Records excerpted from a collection
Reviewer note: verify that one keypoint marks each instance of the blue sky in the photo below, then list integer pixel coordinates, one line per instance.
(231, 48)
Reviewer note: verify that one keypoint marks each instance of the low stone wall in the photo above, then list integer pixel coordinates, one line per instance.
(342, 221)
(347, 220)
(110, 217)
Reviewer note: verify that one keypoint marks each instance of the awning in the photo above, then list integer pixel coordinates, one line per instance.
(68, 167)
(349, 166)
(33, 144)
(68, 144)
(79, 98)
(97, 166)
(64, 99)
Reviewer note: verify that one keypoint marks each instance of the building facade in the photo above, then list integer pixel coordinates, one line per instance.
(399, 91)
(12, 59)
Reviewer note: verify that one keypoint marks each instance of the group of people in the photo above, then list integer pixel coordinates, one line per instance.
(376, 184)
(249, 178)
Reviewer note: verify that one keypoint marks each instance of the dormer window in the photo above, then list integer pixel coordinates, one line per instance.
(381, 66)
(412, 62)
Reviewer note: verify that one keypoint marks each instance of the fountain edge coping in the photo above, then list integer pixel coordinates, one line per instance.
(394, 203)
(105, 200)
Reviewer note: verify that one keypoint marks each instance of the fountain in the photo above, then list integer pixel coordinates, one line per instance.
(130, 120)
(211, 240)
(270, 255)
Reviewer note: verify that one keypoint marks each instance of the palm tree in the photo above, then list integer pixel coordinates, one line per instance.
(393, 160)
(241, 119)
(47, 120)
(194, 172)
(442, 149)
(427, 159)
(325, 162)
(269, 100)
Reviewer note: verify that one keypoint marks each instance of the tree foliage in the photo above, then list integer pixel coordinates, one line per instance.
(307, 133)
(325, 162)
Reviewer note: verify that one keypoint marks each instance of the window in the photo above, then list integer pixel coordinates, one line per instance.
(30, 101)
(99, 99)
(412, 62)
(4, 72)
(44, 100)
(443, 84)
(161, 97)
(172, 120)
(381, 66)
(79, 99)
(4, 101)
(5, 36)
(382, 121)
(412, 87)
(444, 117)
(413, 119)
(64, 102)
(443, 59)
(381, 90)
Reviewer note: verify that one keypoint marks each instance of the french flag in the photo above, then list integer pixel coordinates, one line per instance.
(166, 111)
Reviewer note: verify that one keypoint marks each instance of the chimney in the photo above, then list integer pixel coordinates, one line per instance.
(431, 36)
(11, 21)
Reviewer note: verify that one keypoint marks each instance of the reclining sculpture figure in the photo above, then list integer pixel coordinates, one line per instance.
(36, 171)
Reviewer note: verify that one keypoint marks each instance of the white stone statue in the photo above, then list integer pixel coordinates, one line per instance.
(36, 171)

**What to do**
An exact repetition of the data above is all that is needed.

**Finished exercise**
Reviewer note: verify that one keypoint marks each instance of the blue sky in the photo below, then list integer pixel coordinates, one line per instance.
(231, 48)
Reviewer note: verify that one keypoint marks each instance of the low stone wall in the photo above, then list integer pixel coordinates, one line per instance.
(342, 221)
(347, 220)
(110, 217)
Reviewer note: verify that one keypoint marks each instance of the awning in the photo above, then list integer pixel coordinates, one line per instance.
(68, 167)
(349, 166)
(33, 144)
(68, 144)
(79, 98)
(97, 166)
(64, 99)
Reviewer note: verify that one keypoint marks each instance of the building facade in the photo above, then list integer pixel coordinates, one line per instance.
(399, 91)
(12, 59)
Reviewer note: verify that one keypoint marks each instance of the group of people in the photo above, then list integer pixel coordinates, one line per instance.
(376, 184)
(249, 178)
Reviewer note: verify that one keypoint marks each instance of the dormer window in the photo above, then list integer pixel coordinates, one line per instance.
(381, 66)
(412, 62)
Reviewer note: verify that one keypoint marks each instance of the fountain edge coping in the photo above, then list integer pixel coordinates, one line per instance.
(394, 203)
(105, 200)
Reviewer note: verify that one keypoint marks each instance of the fountain in the photo above, then list integer pixel coordinates, one line per instance.
(130, 120)
(211, 240)
(270, 255)
Reviewer note: verify that one keypoint marks each instance of the palm tree in the photo above, then list integer pixel coordinates, one line per instance.
(393, 160)
(241, 119)
(47, 120)
(194, 172)
(442, 149)
(427, 159)
(325, 162)
(269, 100)
Reviewer note: verify that one keypoint marks each instance of the tree foliage in the photo above, then list integer pixel coordinates, one line per instance.
(307, 133)
(325, 162)
Reviewer note: verify that one keypoint marks each instance of the window in the photo above, then list integer pixel coordinates, one line per instance.
(30, 101)
(99, 99)
(412, 62)
(4, 72)
(44, 100)
(443, 84)
(161, 97)
(172, 120)
(381, 66)
(79, 99)
(4, 101)
(5, 36)
(382, 121)
(412, 87)
(444, 117)
(413, 119)
(64, 102)
(443, 59)
(381, 90)
Reviewer note: verify that one keypoint marks each instance of the french flag in the photo above, then list integer pixel coordinates, one line per instance.
(166, 111)
Reviewer note: verify that one keypoint marks each instance of the chimney in the photo above, then list integer pixel coordinates, one line per instance.
(431, 36)
(11, 21)
Reviewer note: verify that one keypoint marks each instance of the reclining sculpture figure in the photo above, then list integer pixel coordinates, one line per instance.
(36, 171)
Reviewer note: verify that one keypoint marks each instance of the white stone statue in the photo above, then list integer pixel coordinates, one line per instance.
(36, 171)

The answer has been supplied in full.